### DATA LISTING
↓

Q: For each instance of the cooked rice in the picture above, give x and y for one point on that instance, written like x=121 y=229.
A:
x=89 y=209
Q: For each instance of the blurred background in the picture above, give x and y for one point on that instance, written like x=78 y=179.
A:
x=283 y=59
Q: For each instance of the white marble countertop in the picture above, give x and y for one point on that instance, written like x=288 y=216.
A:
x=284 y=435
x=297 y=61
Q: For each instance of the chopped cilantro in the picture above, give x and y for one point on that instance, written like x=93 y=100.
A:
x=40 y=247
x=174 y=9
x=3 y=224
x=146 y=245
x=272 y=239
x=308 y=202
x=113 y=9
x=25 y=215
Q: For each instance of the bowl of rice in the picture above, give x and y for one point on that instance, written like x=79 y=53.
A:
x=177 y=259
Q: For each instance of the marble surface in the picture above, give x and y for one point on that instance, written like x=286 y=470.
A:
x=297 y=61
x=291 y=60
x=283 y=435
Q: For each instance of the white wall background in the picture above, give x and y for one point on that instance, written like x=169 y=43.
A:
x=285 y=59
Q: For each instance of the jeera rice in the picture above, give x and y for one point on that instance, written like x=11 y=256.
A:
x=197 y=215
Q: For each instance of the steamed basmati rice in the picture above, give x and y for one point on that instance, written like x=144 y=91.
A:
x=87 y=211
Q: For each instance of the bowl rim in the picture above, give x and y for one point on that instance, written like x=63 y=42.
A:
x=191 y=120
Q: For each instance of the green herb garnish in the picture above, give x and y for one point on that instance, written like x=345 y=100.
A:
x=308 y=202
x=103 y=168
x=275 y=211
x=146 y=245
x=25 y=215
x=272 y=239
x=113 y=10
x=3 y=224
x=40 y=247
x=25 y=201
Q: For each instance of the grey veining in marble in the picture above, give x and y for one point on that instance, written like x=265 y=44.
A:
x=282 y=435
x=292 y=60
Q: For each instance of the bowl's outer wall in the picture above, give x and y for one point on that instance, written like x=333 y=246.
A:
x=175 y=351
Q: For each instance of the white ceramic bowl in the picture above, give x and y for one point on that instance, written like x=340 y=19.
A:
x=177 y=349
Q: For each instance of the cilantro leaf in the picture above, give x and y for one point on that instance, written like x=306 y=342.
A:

↑
↓

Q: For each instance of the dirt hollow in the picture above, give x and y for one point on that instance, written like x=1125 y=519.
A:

↑
↓

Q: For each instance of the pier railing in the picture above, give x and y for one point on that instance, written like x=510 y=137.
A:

↑

### TASK
Swap "bowl rim" for "bowl edge" in everything from the line containing "Q: For each instance of the bowl rim" down to the line containing "x=191 y=120". Write out only those lines, leaving the rest of them unchanged.

### RESULT OF THIS TASK
Q: For each instance of the bowl edge in the picture above, give x and y for one point on that instance, written like x=63 y=42.
A:
x=191 y=120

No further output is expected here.